DIRECTION:
Retype all of the items below without changing any wording, and omit the pictures from your copy.

PROVIDED INFORMATION:
--- begin ---

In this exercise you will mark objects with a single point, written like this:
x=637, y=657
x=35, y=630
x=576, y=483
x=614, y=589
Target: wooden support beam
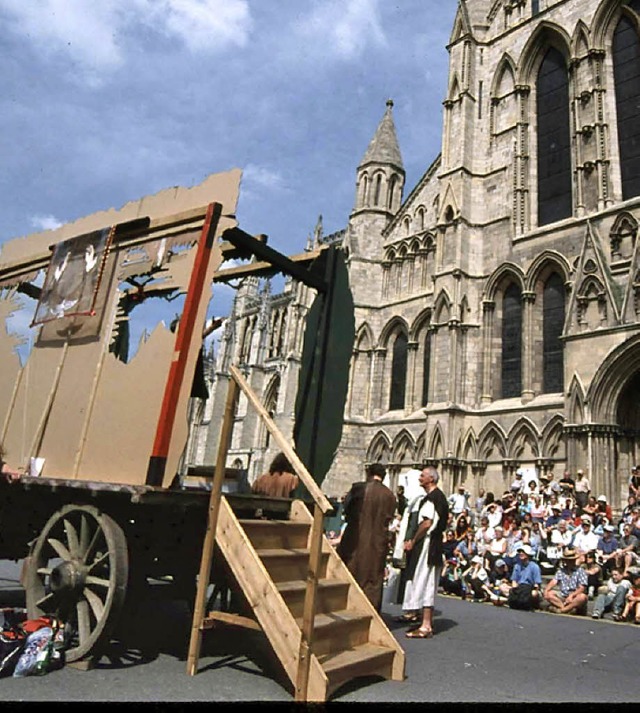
x=228, y=618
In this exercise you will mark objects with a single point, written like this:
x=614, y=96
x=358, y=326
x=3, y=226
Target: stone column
x=488, y=311
x=528, y=351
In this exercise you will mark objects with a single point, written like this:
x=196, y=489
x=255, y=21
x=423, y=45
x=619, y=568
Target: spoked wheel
x=77, y=571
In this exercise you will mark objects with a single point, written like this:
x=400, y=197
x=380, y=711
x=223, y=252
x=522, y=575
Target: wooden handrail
x=310, y=484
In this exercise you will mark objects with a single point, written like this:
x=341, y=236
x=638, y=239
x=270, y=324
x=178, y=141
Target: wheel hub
x=67, y=578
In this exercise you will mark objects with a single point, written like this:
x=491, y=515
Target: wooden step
x=339, y=630
x=364, y=660
x=273, y=534
x=331, y=595
x=289, y=564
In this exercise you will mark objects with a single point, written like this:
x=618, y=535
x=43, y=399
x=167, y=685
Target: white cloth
x=420, y=591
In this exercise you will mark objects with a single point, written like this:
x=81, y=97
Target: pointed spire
x=384, y=146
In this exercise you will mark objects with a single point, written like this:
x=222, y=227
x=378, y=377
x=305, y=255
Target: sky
x=105, y=102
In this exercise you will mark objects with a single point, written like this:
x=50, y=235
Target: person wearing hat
x=585, y=539
x=476, y=577
x=582, y=490
x=523, y=592
x=634, y=482
x=566, y=593
x=603, y=509
x=607, y=549
x=458, y=501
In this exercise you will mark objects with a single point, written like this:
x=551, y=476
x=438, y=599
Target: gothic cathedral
x=498, y=299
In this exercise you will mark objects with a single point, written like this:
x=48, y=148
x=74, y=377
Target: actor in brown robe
x=279, y=482
x=368, y=508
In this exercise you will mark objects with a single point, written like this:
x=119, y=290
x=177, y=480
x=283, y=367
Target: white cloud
x=93, y=33
x=45, y=222
x=262, y=177
x=345, y=27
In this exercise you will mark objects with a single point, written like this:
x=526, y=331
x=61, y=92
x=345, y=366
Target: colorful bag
x=12, y=642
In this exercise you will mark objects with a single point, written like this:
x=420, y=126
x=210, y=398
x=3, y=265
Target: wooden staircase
x=318, y=621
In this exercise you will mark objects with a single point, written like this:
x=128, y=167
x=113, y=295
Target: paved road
x=480, y=654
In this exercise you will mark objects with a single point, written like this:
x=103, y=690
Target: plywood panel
x=124, y=418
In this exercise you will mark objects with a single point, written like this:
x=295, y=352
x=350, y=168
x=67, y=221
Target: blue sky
x=105, y=101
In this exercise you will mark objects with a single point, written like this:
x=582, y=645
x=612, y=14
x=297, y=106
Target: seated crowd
x=498, y=550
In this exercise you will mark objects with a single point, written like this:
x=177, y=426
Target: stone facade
x=494, y=330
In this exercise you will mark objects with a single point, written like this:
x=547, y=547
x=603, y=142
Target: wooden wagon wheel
x=77, y=571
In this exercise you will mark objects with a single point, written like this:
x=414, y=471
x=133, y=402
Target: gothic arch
x=610, y=379
x=606, y=18
x=504, y=77
x=580, y=40
x=419, y=323
x=379, y=450
x=403, y=447
x=522, y=433
x=507, y=272
x=544, y=264
x=395, y=324
x=468, y=446
x=454, y=88
x=576, y=401
x=436, y=445
x=420, y=447
x=490, y=437
x=545, y=35
x=442, y=307
x=364, y=338
x=552, y=435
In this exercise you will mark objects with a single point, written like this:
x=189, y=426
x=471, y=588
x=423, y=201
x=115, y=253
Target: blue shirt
x=526, y=574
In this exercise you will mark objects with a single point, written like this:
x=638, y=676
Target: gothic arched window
x=554, y=139
x=552, y=326
x=426, y=368
x=512, y=342
x=398, y=372
x=626, y=73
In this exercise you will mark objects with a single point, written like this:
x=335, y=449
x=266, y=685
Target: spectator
x=458, y=501
x=594, y=574
x=566, y=593
x=517, y=484
x=567, y=485
x=607, y=549
x=628, y=548
x=582, y=490
x=523, y=592
x=537, y=509
x=632, y=600
x=462, y=524
x=449, y=544
x=466, y=548
x=497, y=547
x=591, y=508
x=634, y=482
x=494, y=513
x=585, y=539
x=498, y=575
x=603, y=509
x=554, y=517
x=451, y=578
x=479, y=505
x=401, y=500
x=484, y=535
x=613, y=597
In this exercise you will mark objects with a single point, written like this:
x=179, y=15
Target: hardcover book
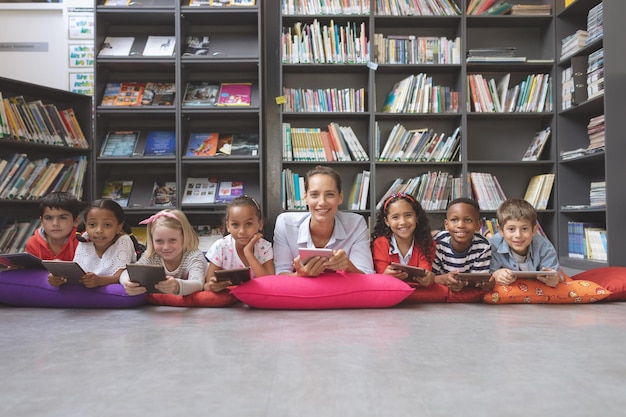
x=228, y=191
x=197, y=45
x=202, y=144
x=116, y=46
x=159, y=94
x=119, y=143
x=245, y=144
x=130, y=94
x=118, y=191
x=163, y=194
x=160, y=143
x=200, y=191
x=235, y=94
x=202, y=93
x=159, y=46
x=111, y=90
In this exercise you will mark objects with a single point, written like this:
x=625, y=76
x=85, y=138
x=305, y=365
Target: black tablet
x=70, y=270
x=307, y=253
x=146, y=275
x=22, y=260
x=236, y=276
x=412, y=271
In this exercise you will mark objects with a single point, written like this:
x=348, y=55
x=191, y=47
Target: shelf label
x=23, y=46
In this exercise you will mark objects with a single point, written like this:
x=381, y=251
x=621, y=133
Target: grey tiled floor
x=415, y=360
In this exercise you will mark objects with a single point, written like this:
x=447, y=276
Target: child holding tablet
x=105, y=247
x=243, y=246
x=402, y=236
x=518, y=247
x=173, y=244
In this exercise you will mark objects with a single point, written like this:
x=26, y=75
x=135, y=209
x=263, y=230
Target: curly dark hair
x=422, y=234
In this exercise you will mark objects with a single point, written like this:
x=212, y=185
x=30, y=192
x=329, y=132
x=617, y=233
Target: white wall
x=38, y=22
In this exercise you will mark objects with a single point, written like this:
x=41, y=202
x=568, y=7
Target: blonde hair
x=178, y=221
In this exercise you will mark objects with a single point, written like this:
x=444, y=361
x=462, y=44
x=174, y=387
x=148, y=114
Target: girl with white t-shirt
x=105, y=247
x=243, y=246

--- end ---

REPLY:
In this exercise you will mark objects with a single point, written like this:
x=637, y=657
x=35, y=630
x=576, y=483
x=614, y=589
Target: wooden support beam
x=228, y=618
In this exercise you will mark objects with a single point, written like this:
x=614, y=96
x=358, y=326
x=3, y=226
Target: stone column
x=488, y=311
x=528, y=351
In this exercise you will mark objects with a single point, written like this:
x=196, y=489
x=255, y=21
x=423, y=45
x=619, y=568
Target: spoked wheel
x=77, y=571
In this exercise you will mark objects with a single point, written like this:
x=400, y=197
x=380, y=711
x=223, y=252
x=522, y=575
Target: wooden handrail
x=310, y=484
In this exercise you will mark objects with a single point, written like this:
x=341, y=236
x=638, y=239
x=270, y=324
x=178, y=141
Target: wheel hub
x=67, y=578
In this exercise you will mark objects with a single point, written like this:
x=491, y=515
Target: wooden step
x=339, y=630
x=364, y=660
x=273, y=534
x=331, y=595
x=289, y=564
In this exercise you will mark objects with a single point, written like this:
x=618, y=535
x=43, y=399
x=167, y=685
Target: white cloth
x=420, y=591
In this exercise you will mark objects with a single point, written like this:
x=81, y=97
Target: pointed spire
x=384, y=146
In this exercise you will mark objects with a single point, written like this:
x=222, y=227
x=378, y=377
x=305, y=255
Target: sky
x=105, y=102
In this exercise you will mark objects with a single point, written like this:
x=50, y=235
Target: person wearing hat
x=585, y=539
x=476, y=577
x=582, y=490
x=523, y=592
x=634, y=482
x=566, y=593
x=603, y=509
x=607, y=549
x=458, y=501
In this exercise you will mark objects with a single point, written like this:
x=551, y=476
x=438, y=599
Target: gothic cathedral
x=498, y=299
In this exercise you will mark objects with a single point, written like this:
x=48, y=148
x=74, y=377
Target: actor in brown robe
x=279, y=482
x=368, y=508
In this exercise you will mark objects with a single point, written like this:
x=119, y=290
x=177, y=480
x=283, y=367
Target: white cloud
x=93, y=33
x=45, y=222
x=262, y=177
x=345, y=27
In this exercise you will mark objects with a single point, written like this:
x=526, y=331
x=61, y=92
x=345, y=366
Target: colorful bag
x=12, y=642
In this exercise you will mark objects with a single point, written like this:
x=420, y=126
x=210, y=398
x=3, y=265
Target: wooden staircase
x=318, y=621
In this exercise you will mark objects with a single point, written like this:
x=128, y=167
x=113, y=295
Target: paved road
x=480, y=654
In this exercise you will mark objects with a single point, written like this:
x=103, y=690
Target: plywood panel
x=124, y=418
In this exercise you will mark objects with a single point, written like this:
x=295, y=352
x=350, y=168
x=67, y=221
Target: blue sky
x=105, y=101
In this exercise you will mark objects with a single point, written like this:
x=582, y=645
x=612, y=14
x=297, y=106
Target: seated crowd
x=498, y=550
In this exercise you will mark objects with a single point, written like this:
x=177, y=426
Target: stone facade
x=494, y=330
In this exercise you will mark objects with a single point, written like this:
x=547, y=547
x=603, y=142
Target: wooden wagon wheel
x=77, y=571
In this exercise you will mark objects with a single point, written like this:
x=414, y=471
x=133, y=402
Target: gothic arch
x=610, y=379
x=606, y=18
x=504, y=77
x=580, y=40
x=419, y=323
x=379, y=450
x=403, y=447
x=522, y=433
x=507, y=272
x=544, y=264
x=395, y=324
x=468, y=446
x=454, y=88
x=576, y=401
x=436, y=445
x=420, y=447
x=490, y=437
x=545, y=35
x=442, y=307
x=364, y=338
x=552, y=435
In this exercise you will mark objects with a single point, written like this:
x=189, y=426
x=471, y=588
x=423, y=201
x=115, y=253
Target: blue shirt
x=526, y=574
In this exercise you will mark objects with a single point, written like this:
x=638, y=676
Target: gothic arched window
x=554, y=139
x=552, y=326
x=426, y=368
x=512, y=342
x=398, y=372
x=626, y=73
In this exercise you will mark objects with a single point, written like this:
x=335, y=449
x=266, y=685
Target: spectator
x=458, y=501
x=594, y=574
x=566, y=593
x=517, y=484
x=567, y=485
x=607, y=549
x=628, y=548
x=582, y=490
x=523, y=592
x=537, y=509
x=632, y=600
x=462, y=524
x=449, y=544
x=466, y=548
x=497, y=547
x=591, y=508
x=634, y=482
x=494, y=513
x=585, y=539
x=498, y=575
x=603, y=509
x=554, y=517
x=451, y=578
x=479, y=505
x=401, y=500
x=484, y=535
x=613, y=597
In this exercise you will mark objects with a single point, written like this:
x=179, y=15
Target: hardcover book
x=228, y=191
x=197, y=45
x=202, y=144
x=116, y=46
x=159, y=94
x=119, y=143
x=245, y=144
x=130, y=94
x=118, y=191
x=163, y=194
x=160, y=143
x=200, y=191
x=235, y=94
x=202, y=93
x=159, y=46
x=111, y=90
In this exercise you will mark objects with a single point, written like this:
x=625, y=76
x=85, y=138
x=305, y=365
Target: black tablet
x=70, y=270
x=307, y=253
x=146, y=275
x=22, y=260
x=236, y=276
x=412, y=271
In this exercise you will mark objects with a single point, written like this:
x=348, y=55
x=191, y=47
Target: shelf label
x=23, y=46
In this exercise you will mark objects with a single point, written like this:
x=381, y=251
x=621, y=133
Target: grey tiled floor
x=415, y=360
In this exercise you will mark objects with a single point, written like this:
x=447, y=276
Target: child holding tablet
x=105, y=247
x=243, y=246
x=402, y=236
x=518, y=247
x=173, y=244
In this exercise you will mark objects with a single point, written like this:
x=26, y=75
x=135, y=209
x=263, y=230
Target: curly dark hair
x=422, y=234
In this exercise you will mark objects with a single point, written like this:
x=212, y=185
x=30, y=192
x=329, y=132
x=617, y=233
Target: white wall
x=38, y=22
In this exercise you will mark objects with a single point, written like this:
x=41, y=202
x=568, y=7
Target: blonde hair
x=178, y=221
In this exercise you will mark objects with a single point, written like this:
x=444, y=361
x=462, y=44
x=174, y=387
x=148, y=114
Target: girl with white t-shirt
x=105, y=247
x=243, y=246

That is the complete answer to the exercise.